ESTRATTO DELLA PAGINA:
************

La vicenda dei ragazzi palestinesi in questi mesi di Intifada – che dovrebbe essere chiamata l’Intifada dei giovani più che di Gerusalemme – è anche fatta di centinaia di arresti, di detenzioni per giorni, settimane se non addirittura destinate a durare anni. Le nuove leggi israeliane prevedono pene severissime anche per chi lancia pietre. E le porte del carcere per i palestinesi minorenni si aprono anche con la “detenzione amministrativa”, quella senza processo, per sei mesi rinnovabili che viene sanzionata dai giudici israeliani su richiesta dei servizi di sicurezza, anche in mancanza di prove certe. Ne sa qualcosa il 17enne Mohammad al Hashlamoun, arrestato lo scorso 3 dicembre a Ras al Amoud (Gerusalemme) e di cui Amnesty International venerdì ha chiesto il rilascio. Mohammad dopo l’arresto è rimasto in cella per 18 giorni alla stazione centrale di polizia di Gerusalemme dove gli agenti dello Shin Bet, il servizio di sicurezza interna, lo hanno interrogato su una sua presunta intenzione di compiere attentati. L’adolescente palestinese ha sempre negato. Era stata anche decisa la sua liberazione ma il ministro della difesa Moshe Yaalon ha firmato un ordine di detenzione amministrativa che alla sua scadenza, il 20 giugno, potrebbe essere rinnovato per altri sei mesi. Amnesty ha chiesto alle autorità israeliane di rilasciare Mohammad «a meno che non sia accusato di un reato riconosciuto e processato in conformità con gli standard internazionali».

************

ESTRATTI DEI DATI:
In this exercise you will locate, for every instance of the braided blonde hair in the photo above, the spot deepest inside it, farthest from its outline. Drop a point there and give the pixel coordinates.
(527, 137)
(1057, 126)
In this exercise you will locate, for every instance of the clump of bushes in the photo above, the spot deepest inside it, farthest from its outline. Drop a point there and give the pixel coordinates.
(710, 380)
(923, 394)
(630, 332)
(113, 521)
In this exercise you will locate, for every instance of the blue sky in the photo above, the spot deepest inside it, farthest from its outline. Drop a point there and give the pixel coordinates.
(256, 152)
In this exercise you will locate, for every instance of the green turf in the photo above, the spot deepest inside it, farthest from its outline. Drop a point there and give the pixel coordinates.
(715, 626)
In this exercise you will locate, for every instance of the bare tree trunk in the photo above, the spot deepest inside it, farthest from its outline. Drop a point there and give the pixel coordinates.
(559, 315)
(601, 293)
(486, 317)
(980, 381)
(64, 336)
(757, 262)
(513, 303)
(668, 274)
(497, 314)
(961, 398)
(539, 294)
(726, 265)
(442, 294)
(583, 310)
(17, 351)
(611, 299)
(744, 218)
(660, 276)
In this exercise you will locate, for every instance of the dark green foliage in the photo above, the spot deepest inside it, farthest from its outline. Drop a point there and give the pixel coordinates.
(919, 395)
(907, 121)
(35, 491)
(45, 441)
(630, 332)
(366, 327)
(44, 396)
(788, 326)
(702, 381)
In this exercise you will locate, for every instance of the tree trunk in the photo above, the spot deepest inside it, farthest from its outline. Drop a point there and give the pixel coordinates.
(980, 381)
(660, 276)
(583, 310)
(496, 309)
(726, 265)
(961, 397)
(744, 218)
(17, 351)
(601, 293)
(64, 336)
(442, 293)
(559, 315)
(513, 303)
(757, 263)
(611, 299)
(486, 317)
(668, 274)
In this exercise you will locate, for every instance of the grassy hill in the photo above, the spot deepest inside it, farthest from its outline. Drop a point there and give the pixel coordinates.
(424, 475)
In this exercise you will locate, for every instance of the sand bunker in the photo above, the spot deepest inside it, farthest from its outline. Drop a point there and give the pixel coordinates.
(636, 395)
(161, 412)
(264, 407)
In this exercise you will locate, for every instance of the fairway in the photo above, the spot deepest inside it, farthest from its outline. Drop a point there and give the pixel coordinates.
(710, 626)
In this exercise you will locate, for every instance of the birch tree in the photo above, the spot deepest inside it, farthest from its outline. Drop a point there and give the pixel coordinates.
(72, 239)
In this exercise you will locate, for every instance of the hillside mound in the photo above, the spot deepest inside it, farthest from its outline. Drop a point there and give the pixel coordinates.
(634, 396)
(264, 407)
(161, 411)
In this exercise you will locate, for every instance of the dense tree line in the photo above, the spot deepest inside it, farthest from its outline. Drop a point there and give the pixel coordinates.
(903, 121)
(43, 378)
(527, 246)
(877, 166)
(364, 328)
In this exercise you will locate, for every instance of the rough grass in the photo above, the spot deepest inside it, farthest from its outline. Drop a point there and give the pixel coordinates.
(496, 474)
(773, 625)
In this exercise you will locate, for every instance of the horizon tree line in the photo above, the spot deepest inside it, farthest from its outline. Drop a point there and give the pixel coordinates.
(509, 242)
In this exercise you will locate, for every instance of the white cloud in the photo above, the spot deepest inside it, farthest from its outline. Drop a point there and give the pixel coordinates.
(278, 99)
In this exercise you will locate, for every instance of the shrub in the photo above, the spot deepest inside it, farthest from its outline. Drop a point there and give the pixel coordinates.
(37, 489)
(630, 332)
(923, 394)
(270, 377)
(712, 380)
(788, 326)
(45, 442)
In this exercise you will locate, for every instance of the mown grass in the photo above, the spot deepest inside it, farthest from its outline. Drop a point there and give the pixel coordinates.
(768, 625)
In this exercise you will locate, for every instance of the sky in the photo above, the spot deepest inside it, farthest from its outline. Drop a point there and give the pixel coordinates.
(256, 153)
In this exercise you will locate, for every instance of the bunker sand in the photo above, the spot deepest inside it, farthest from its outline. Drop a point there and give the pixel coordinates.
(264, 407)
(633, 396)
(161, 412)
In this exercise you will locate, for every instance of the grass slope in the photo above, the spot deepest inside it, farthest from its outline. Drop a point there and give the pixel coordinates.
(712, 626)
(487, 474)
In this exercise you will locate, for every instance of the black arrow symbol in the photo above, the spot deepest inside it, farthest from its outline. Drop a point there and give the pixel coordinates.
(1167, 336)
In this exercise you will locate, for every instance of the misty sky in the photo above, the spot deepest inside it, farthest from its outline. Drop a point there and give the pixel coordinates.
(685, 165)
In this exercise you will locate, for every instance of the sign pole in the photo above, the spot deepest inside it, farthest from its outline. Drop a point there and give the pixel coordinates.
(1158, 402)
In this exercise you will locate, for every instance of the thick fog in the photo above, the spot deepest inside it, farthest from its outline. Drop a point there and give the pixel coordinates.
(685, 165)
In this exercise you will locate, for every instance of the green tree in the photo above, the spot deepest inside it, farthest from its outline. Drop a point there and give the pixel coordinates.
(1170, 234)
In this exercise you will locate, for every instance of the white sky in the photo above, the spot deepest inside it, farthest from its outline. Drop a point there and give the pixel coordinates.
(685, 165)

************

CONSEGNA A:
In che giorno fu arrestato Mohammad al Hashlamoun secondo l'estratto della pagina?
CONSEGNA B:
Prosegui l'estratto sulla detenzione dei minorenni palestinesi partendo dopo la sua ultima frase.
Le righe sono materiale a sé, distinto dall'estratto della pagina.

SPAZIO RISPOSTA A:
Il 3 dicembre.

SPAZIO RISPOSTA B:
Alle fine di dicembre oltre 400 minori palestinesi si trovavano nelle carceri israeliane, inclusi sei in detenzione amministrativa (quattro dei quali sono stati rilasciati il mese scorso). Questo tipo di arresto, di fatto preventivo, è stato usato per la prima volta in quattro anni nei confronti di minori palestinesi lo scorso ottobre, per un caso di lancio di pietre. Ayed Abu Eqtaish, responsabile dell’ufficio locale di Defense for Children International , ribadisce che «La detenzione amministrativa non deve mai essere usata come un sostituto del procedimento penale quando non vi sono prove sufficienti per ottenere una condanna». Israele è stato ripetutamente criticato per l’uso che fa di questo tipo di detenzione. Non pochi prigionieri palestinesi negli ultimi anni hanno attuato lunghi scioperi della fame per protestare contro la detenzione amministrativa. L’ultimo in ordine di tempo è Mohammed al Qiq, un giornalista arrestato alla fine di novembre dall’esercito israeliano, che digiuna da oltre due mesi e chiede di essere liberato immediatamente. Le sue condizioni sono critiche. I medici che lo hanno visitato avvertono che potrebbe morire in pochi giorni.